(What this task involves): Output exactly the lines between the one holding "Target: black shorts" and the last line of the data below, both of those lines included.

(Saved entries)
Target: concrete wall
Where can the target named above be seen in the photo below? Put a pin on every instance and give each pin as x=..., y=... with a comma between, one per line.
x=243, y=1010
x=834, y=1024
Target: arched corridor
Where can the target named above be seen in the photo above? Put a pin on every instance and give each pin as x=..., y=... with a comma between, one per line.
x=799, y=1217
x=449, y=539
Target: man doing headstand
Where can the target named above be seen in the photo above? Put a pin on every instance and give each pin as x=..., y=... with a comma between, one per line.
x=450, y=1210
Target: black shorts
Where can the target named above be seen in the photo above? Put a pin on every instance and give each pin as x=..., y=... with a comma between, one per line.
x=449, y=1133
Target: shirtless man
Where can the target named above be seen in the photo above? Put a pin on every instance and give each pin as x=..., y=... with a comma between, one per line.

(Written solution):
Target: black shorts
Where can the target named above be seen in the photo above? Put a pin on every instance and give each pin as x=..., y=... with a comma between, one per line.
x=449, y=1133
Target: shirtless man
Where can the target named above be seen in the photo above? Put a pin on every instance and give each pin as x=..., y=... with a comma between, one per line.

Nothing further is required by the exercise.